* Begin DATA TO USE *
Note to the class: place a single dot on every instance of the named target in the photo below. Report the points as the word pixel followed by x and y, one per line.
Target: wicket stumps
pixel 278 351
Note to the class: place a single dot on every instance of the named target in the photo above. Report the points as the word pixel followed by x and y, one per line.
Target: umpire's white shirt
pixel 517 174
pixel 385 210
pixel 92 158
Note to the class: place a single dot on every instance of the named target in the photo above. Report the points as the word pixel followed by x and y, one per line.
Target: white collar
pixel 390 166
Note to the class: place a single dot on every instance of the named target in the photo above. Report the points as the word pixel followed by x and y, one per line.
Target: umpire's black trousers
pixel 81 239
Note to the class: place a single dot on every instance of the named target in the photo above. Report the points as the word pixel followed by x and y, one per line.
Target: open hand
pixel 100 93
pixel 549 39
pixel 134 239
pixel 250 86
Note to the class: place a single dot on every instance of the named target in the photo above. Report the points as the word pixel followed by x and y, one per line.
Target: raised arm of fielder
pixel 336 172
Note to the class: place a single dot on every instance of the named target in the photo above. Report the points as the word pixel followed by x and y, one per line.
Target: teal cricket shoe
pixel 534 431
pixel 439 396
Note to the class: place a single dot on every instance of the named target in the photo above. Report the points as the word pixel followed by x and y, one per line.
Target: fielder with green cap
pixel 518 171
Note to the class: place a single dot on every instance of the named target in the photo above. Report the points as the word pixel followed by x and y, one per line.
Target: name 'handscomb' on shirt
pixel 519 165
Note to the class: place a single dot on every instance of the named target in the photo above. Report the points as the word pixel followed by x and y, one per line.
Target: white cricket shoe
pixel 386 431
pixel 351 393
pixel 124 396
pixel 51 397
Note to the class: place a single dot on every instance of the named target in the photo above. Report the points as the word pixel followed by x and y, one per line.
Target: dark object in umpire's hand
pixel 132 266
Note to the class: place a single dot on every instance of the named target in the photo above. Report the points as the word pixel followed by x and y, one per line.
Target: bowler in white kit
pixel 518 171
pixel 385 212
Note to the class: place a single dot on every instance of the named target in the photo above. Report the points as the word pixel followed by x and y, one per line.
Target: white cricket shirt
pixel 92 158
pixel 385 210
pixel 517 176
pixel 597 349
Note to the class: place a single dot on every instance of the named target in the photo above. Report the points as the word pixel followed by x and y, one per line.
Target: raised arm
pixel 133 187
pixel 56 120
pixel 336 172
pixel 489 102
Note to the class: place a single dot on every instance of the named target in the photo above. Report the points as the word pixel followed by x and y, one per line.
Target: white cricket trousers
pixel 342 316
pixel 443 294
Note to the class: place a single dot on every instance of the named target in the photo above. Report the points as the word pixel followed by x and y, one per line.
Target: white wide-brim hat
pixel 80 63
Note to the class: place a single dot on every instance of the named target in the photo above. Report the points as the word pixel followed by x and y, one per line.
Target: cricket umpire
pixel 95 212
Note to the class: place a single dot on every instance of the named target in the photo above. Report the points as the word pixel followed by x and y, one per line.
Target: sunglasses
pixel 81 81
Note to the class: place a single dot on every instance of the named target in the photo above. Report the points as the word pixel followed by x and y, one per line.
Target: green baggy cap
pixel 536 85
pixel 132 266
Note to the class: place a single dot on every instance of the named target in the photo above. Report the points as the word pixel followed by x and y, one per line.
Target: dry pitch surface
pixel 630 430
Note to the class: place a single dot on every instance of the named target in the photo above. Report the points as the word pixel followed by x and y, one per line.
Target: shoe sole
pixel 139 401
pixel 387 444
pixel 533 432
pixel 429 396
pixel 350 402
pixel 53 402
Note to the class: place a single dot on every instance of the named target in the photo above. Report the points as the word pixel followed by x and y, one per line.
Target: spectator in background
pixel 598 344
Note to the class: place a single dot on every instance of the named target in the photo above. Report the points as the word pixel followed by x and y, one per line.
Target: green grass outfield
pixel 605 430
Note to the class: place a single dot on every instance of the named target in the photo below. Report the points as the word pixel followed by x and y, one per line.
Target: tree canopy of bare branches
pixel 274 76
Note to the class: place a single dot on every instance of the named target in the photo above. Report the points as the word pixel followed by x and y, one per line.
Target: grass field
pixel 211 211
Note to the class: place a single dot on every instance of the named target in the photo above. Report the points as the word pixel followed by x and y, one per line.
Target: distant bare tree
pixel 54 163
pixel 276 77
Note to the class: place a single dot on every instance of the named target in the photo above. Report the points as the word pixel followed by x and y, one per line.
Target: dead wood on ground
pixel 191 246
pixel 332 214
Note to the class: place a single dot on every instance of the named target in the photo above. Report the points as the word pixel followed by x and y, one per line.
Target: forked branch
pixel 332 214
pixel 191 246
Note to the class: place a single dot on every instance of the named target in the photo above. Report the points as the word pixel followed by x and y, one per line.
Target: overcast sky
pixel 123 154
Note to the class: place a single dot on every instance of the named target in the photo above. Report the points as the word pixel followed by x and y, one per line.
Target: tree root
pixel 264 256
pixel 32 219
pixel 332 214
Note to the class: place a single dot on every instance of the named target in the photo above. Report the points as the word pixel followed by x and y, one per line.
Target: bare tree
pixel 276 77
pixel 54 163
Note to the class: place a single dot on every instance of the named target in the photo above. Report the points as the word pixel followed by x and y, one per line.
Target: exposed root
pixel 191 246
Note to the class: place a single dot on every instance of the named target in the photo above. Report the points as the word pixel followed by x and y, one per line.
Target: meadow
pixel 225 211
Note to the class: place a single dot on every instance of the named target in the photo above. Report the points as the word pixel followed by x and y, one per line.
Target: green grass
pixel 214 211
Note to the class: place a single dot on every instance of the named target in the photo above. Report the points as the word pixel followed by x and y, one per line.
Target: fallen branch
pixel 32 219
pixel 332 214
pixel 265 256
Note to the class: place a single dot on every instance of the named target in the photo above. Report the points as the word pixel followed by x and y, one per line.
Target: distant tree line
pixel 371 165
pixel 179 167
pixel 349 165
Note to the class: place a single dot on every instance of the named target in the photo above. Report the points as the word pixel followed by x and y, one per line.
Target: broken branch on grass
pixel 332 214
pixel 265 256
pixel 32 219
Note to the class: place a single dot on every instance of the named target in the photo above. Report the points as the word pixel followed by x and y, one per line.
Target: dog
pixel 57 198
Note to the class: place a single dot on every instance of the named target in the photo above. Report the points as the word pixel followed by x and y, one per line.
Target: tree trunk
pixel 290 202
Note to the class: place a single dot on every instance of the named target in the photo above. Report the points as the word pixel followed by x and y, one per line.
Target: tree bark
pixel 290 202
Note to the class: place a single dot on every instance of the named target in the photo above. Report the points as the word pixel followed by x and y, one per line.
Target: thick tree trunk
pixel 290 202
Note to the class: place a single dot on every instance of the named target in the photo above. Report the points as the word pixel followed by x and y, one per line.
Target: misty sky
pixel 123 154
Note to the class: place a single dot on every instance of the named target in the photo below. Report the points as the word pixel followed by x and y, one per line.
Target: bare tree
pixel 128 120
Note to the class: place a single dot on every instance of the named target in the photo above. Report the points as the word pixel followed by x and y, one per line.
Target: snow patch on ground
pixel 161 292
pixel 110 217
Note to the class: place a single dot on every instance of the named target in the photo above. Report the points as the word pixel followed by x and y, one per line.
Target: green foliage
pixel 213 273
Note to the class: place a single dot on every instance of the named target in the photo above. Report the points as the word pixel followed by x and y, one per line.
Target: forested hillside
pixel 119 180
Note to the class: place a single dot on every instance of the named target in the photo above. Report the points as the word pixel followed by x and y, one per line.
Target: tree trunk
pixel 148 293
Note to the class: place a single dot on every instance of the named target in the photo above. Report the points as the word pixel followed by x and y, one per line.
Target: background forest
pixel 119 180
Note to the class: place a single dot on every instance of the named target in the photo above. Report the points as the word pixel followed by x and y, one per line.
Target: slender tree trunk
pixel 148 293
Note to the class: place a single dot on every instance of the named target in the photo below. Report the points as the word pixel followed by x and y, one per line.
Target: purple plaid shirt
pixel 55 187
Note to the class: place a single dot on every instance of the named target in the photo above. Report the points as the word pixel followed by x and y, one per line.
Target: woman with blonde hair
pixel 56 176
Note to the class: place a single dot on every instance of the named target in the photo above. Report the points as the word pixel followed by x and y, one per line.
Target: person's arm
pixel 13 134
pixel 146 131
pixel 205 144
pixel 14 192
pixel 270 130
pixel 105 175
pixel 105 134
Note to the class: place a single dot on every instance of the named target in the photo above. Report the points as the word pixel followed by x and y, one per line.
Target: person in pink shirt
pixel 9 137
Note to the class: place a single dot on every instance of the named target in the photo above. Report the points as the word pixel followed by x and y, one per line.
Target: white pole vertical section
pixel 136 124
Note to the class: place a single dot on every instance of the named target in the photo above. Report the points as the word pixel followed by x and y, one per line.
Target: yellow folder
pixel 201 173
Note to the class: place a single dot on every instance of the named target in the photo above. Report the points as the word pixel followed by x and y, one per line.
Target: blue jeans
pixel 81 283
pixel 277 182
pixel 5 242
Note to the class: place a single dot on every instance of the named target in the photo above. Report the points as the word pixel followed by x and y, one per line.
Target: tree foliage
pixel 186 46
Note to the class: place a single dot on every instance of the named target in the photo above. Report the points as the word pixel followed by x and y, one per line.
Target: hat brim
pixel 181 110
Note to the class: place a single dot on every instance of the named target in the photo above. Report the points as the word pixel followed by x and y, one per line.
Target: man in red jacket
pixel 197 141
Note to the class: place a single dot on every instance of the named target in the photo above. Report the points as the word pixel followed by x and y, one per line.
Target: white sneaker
* End DATA TO USE *
--- OBJECTIVE ---
Count the lines in the records above that contain the word "background", treating case as significant, and reply with only that number.

--- ANSWER ---
2